» **Instructions to follow**: Using the records below, copy out exactly the line that contains "Keypoint placement rule: for each instance of the wood grain" and every line that follows it, up to and including the last, and no others.

» **The records**:
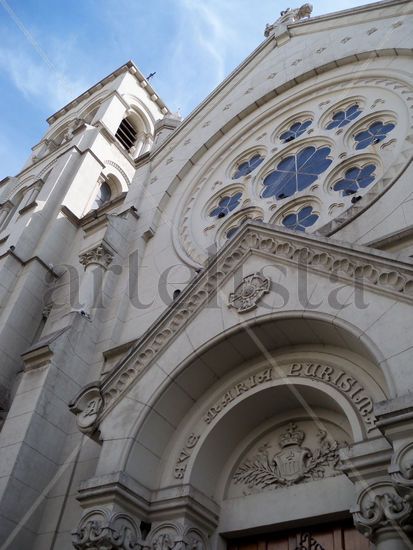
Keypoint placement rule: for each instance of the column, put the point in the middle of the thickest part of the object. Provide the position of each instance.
(95, 261)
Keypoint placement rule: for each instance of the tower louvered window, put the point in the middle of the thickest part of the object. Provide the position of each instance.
(126, 134)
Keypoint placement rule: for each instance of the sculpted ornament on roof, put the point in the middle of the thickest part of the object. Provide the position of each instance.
(289, 16)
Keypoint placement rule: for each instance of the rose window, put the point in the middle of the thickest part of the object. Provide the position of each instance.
(296, 130)
(377, 132)
(226, 205)
(355, 178)
(342, 118)
(309, 164)
(296, 172)
(304, 218)
(248, 166)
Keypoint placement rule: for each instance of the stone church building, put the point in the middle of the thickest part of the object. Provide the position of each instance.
(206, 324)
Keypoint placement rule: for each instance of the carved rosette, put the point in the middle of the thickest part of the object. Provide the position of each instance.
(101, 530)
(249, 292)
(380, 508)
(100, 255)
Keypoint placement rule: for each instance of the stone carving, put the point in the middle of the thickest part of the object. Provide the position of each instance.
(289, 16)
(99, 255)
(87, 406)
(249, 292)
(171, 536)
(292, 464)
(382, 511)
(386, 276)
(100, 530)
(308, 542)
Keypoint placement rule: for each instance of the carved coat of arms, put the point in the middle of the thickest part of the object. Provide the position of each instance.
(292, 464)
(249, 292)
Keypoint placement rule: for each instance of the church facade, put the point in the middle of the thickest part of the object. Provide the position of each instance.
(206, 325)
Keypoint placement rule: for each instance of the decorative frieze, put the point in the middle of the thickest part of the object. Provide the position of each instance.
(344, 382)
(292, 464)
(99, 255)
(101, 530)
(249, 292)
(359, 268)
(175, 536)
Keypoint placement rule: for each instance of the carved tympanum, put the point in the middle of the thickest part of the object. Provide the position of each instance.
(290, 465)
(249, 292)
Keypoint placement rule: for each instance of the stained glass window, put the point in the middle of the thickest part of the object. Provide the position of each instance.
(248, 166)
(304, 218)
(226, 205)
(355, 178)
(342, 118)
(296, 130)
(296, 172)
(377, 132)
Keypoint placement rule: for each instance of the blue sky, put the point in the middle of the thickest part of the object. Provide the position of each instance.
(51, 51)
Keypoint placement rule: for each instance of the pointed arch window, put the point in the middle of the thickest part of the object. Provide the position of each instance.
(126, 134)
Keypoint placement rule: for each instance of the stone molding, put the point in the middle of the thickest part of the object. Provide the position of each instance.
(380, 508)
(353, 265)
(99, 255)
(101, 529)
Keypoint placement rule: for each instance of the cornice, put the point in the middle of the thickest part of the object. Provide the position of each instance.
(377, 271)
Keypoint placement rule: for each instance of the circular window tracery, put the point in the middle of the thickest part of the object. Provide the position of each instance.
(226, 205)
(296, 172)
(301, 220)
(344, 117)
(286, 178)
(295, 130)
(356, 178)
(376, 132)
(248, 166)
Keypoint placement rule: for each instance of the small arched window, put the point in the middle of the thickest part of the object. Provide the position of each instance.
(103, 196)
(126, 133)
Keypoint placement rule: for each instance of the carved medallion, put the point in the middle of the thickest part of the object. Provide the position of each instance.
(249, 292)
(293, 464)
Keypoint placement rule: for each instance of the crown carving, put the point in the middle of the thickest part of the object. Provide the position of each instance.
(292, 436)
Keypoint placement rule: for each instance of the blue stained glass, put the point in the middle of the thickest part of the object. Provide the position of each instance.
(304, 218)
(226, 205)
(342, 118)
(296, 130)
(377, 132)
(248, 166)
(296, 172)
(356, 178)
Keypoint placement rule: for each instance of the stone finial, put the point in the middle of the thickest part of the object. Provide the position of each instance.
(287, 17)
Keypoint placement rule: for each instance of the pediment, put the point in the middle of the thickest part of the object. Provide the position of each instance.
(374, 271)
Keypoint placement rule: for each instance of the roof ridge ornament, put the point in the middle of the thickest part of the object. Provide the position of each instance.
(287, 17)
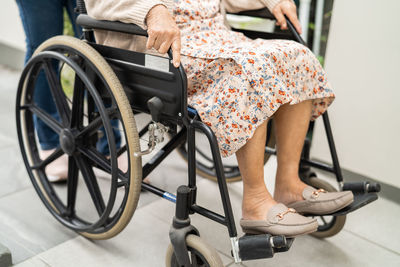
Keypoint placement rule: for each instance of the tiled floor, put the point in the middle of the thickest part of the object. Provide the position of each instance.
(369, 238)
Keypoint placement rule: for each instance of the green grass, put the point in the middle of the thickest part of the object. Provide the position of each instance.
(67, 74)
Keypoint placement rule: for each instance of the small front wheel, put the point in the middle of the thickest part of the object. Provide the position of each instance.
(327, 225)
(200, 253)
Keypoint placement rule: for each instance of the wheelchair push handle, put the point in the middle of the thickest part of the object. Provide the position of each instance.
(89, 23)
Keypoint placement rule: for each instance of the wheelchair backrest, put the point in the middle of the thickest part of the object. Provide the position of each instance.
(143, 76)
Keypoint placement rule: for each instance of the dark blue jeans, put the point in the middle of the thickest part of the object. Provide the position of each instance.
(43, 19)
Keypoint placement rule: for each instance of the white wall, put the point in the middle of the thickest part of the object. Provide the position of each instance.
(363, 64)
(11, 31)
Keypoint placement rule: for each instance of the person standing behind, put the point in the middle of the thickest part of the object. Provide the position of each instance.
(41, 20)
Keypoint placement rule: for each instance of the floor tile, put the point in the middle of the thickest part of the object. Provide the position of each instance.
(26, 227)
(13, 175)
(342, 250)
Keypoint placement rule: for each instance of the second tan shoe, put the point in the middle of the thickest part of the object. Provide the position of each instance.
(321, 202)
(280, 220)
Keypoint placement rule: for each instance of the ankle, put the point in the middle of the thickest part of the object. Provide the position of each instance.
(256, 206)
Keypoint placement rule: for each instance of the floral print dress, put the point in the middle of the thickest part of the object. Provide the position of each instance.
(236, 83)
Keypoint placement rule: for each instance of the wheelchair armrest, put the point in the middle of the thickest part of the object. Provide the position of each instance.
(87, 22)
(266, 14)
(90, 23)
(259, 13)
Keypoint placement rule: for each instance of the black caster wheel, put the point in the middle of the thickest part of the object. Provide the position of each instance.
(205, 164)
(98, 206)
(327, 225)
(200, 253)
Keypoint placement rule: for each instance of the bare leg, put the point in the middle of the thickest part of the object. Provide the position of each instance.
(291, 123)
(256, 198)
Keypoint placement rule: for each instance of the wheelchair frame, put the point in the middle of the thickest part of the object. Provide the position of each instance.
(249, 246)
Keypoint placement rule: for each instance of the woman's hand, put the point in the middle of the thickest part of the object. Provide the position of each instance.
(163, 33)
(288, 8)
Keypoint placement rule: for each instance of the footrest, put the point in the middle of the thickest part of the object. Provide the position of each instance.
(360, 200)
(252, 247)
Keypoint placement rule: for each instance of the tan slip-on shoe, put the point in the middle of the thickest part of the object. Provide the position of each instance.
(320, 202)
(280, 221)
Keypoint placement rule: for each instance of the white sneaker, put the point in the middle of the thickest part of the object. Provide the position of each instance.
(56, 171)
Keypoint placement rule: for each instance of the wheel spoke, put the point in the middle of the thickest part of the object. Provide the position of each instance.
(55, 155)
(91, 184)
(77, 104)
(46, 118)
(194, 259)
(101, 161)
(57, 93)
(72, 185)
(95, 124)
(121, 150)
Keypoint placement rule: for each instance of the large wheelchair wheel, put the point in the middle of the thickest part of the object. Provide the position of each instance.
(327, 225)
(97, 207)
(205, 163)
(200, 253)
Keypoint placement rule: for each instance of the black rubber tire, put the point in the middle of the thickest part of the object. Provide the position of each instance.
(204, 253)
(132, 189)
(337, 222)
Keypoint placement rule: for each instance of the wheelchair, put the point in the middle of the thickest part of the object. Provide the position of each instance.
(111, 84)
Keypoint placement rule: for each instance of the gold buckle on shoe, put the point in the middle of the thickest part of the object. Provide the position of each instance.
(280, 215)
(316, 192)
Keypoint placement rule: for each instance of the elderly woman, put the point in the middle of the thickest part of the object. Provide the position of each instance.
(236, 84)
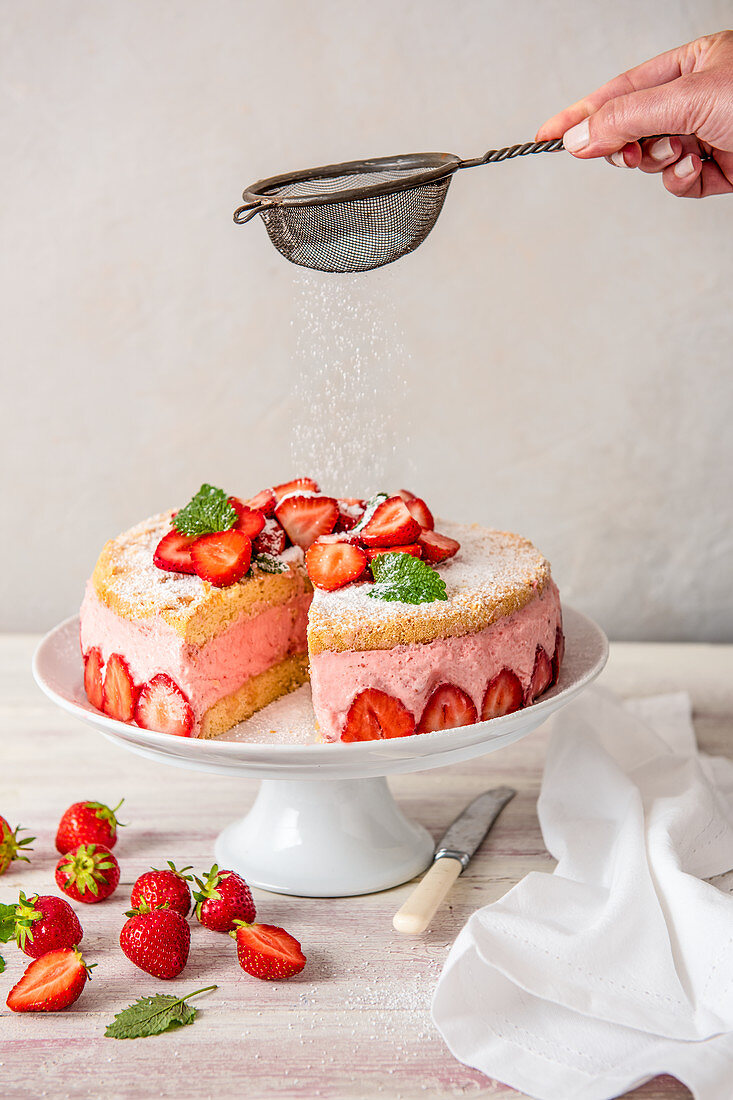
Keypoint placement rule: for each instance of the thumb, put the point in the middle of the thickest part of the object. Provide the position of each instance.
(673, 108)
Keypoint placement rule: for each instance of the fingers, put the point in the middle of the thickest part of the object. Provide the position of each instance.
(695, 178)
(668, 109)
(651, 74)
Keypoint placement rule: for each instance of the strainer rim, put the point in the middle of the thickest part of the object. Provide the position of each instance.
(434, 166)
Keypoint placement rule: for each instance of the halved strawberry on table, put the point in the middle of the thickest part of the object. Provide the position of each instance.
(437, 548)
(448, 707)
(173, 552)
(162, 706)
(221, 558)
(330, 564)
(374, 714)
(50, 983)
(391, 525)
(305, 518)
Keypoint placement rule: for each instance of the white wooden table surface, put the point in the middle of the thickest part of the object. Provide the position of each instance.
(356, 1023)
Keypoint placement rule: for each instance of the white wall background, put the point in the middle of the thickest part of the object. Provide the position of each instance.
(569, 325)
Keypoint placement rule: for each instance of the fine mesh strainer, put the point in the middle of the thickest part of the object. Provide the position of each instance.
(363, 213)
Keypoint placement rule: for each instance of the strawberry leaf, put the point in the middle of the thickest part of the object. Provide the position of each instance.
(407, 580)
(206, 513)
(7, 923)
(152, 1015)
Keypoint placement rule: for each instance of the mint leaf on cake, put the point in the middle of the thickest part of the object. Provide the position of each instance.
(208, 512)
(152, 1015)
(405, 579)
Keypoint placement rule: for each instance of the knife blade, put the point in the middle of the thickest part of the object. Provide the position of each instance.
(458, 844)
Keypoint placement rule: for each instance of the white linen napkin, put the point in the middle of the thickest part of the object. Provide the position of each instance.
(583, 983)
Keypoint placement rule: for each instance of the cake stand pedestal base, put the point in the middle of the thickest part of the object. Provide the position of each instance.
(325, 838)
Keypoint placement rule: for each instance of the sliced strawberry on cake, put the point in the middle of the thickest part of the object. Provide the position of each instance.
(304, 518)
(390, 525)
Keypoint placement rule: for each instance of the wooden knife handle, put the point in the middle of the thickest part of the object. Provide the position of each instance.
(418, 910)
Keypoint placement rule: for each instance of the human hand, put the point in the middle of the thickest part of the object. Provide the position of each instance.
(686, 94)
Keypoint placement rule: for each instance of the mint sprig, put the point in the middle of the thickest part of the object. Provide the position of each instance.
(152, 1015)
(206, 513)
(404, 579)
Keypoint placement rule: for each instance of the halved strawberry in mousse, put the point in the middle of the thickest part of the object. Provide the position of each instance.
(264, 502)
(305, 518)
(558, 655)
(447, 708)
(503, 695)
(331, 564)
(119, 692)
(437, 547)
(374, 715)
(163, 706)
(391, 525)
(418, 508)
(297, 485)
(221, 558)
(272, 539)
(413, 550)
(173, 552)
(93, 677)
(542, 674)
(250, 520)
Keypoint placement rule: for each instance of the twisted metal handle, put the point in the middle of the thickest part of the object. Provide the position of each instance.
(494, 155)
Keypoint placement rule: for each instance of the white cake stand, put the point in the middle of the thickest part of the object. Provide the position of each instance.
(325, 823)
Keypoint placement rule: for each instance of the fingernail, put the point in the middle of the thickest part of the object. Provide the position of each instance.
(578, 138)
(662, 150)
(685, 167)
(617, 158)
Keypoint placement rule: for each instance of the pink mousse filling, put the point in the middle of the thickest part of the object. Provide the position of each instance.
(411, 673)
(205, 673)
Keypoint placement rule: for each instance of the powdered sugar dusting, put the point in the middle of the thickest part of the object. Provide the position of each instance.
(288, 721)
(489, 568)
(350, 385)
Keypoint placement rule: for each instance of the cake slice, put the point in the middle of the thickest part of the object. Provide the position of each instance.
(227, 650)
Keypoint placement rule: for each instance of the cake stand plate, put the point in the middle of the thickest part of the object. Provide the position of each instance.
(325, 823)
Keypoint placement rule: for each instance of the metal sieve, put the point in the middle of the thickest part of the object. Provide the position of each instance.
(363, 213)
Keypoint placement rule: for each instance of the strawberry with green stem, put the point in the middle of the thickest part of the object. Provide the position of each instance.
(11, 846)
(88, 873)
(156, 939)
(88, 823)
(44, 923)
(222, 899)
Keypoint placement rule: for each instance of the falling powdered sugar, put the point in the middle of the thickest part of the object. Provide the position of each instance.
(351, 391)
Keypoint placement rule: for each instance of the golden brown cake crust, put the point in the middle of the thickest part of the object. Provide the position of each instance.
(265, 688)
(127, 581)
(493, 574)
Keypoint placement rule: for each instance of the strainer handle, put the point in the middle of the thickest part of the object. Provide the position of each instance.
(555, 145)
(248, 210)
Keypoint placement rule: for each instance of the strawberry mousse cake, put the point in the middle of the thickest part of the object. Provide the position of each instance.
(195, 619)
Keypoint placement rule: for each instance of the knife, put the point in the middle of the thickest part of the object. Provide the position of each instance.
(453, 855)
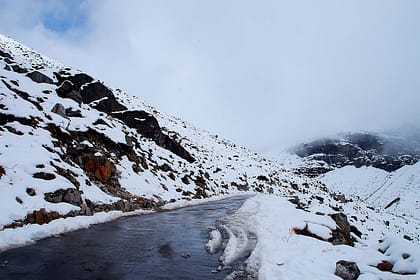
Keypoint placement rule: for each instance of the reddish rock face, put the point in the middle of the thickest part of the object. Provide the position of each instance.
(100, 167)
(385, 266)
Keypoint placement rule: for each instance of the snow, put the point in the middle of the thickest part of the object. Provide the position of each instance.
(379, 188)
(277, 253)
(215, 241)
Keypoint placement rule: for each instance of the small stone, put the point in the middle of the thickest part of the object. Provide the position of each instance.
(59, 110)
(347, 270)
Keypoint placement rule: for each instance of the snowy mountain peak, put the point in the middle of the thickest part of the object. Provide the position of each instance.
(75, 151)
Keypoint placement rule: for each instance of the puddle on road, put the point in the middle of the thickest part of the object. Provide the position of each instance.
(166, 245)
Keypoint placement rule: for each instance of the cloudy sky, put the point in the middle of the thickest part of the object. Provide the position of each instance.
(262, 73)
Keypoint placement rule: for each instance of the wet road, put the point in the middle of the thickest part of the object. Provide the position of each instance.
(142, 247)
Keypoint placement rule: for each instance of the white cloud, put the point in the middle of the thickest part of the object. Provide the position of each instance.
(261, 73)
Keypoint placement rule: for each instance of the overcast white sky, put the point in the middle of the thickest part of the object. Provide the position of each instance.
(262, 73)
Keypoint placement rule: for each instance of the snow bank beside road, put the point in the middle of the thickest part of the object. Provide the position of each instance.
(282, 254)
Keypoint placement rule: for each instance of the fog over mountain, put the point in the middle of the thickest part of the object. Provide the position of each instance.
(262, 73)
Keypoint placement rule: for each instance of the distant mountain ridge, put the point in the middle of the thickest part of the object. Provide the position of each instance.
(386, 152)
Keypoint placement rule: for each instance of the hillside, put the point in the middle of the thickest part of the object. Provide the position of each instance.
(75, 151)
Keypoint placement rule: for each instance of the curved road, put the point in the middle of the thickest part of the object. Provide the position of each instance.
(166, 245)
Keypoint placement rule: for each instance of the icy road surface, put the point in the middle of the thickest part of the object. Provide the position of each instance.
(166, 245)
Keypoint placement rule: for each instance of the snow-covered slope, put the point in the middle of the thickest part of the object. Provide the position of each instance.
(397, 192)
(72, 146)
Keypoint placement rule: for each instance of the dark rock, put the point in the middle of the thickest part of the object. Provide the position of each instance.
(72, 196)
(73, 113)
(165, 167)
(30, 191)
(77, 80)
(262, 178)
(406, 237)
(38, 77)
(148, 126)
(68, 90)
(5, 55)
(347, 270)
(41, 217)
(341, 235)
(95, 91)
(109, 105)
(44, 176)
(385, 266)
(18, 69)
(129, 141)
(185, 180)
(143, 122)
(2, 171)
(341, 221)
(59, 110)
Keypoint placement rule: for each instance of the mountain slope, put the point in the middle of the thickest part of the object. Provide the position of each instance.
(73, 146)
(397, 192)
(75, 151)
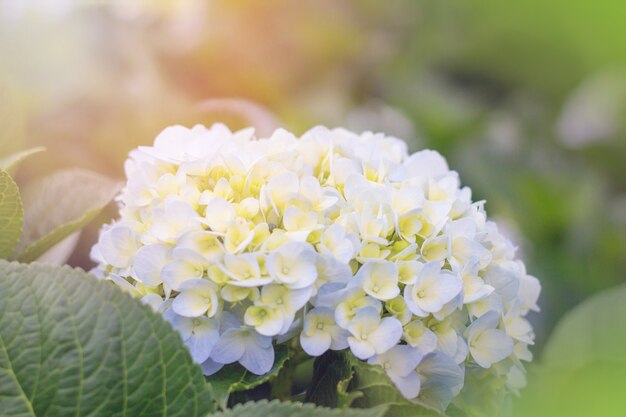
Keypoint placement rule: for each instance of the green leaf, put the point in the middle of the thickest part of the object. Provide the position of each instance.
(583, 362)
(234, 377)
(595, 331)
(10, 162)
(60, 204)
(341, 380)
(71, 345)
(11, 215)
(287, 409)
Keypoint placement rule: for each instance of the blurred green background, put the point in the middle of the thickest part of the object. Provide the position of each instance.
(527, 100)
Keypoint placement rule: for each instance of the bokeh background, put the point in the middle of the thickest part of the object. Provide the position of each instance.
(527, 100)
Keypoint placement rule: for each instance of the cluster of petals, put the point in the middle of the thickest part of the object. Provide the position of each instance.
(339, 240)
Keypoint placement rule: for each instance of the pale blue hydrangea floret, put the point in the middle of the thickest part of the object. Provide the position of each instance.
(341, 240)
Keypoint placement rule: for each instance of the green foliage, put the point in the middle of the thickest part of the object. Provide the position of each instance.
(286, 409)
(341, 380)
(234, 377)
(595, 331)
(73, 345)
(583, 369)
(10, 162)
(60, 204)
(11, 215)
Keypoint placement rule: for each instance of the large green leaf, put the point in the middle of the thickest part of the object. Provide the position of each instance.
(342, 380)
(595, 331)
(584, 367)
(234, 377)
(286, 409)
(71, 345)
(10, 162)
(60, 204)
(11, 215)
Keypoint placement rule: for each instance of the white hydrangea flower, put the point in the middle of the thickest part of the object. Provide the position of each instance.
(341, 240)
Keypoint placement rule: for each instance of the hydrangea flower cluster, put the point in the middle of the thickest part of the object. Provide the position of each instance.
(341, 240)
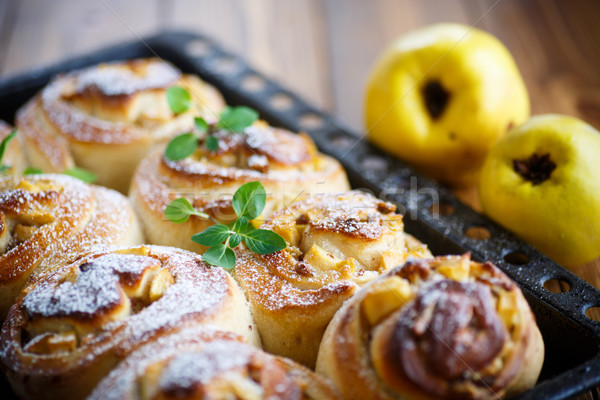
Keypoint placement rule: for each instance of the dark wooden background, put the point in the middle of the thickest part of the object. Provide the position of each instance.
(323, 49)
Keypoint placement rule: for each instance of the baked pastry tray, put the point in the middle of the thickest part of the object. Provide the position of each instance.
(431, 212)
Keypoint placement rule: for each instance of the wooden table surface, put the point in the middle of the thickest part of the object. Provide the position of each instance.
(323, 49)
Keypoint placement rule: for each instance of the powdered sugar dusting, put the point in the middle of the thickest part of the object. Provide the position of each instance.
(95, 290)
(123, 78)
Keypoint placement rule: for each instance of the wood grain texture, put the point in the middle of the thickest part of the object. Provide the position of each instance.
(323, 49)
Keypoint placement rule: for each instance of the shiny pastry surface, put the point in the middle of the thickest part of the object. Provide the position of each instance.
(209, 365)
(107, 117)
(67, 331)
(336, 243)
(436, 328)
(49, 217)
(287, 164)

» **Final result**:
Keypoint placement rule: for each instance of the wood grain texture, put the point in the middle of the thickest part of the object. Provide the position of each instance.
(323, 49)
Keypoint placement rule: for each instance of the shiny pastry surface, put the point in the middle of the thickest part of the object. Provide the position of each instance.
(209, 365)
(107, 117)
(67, 331)
(336, 243)
(436, 328)
(49, 217)
(287, 164)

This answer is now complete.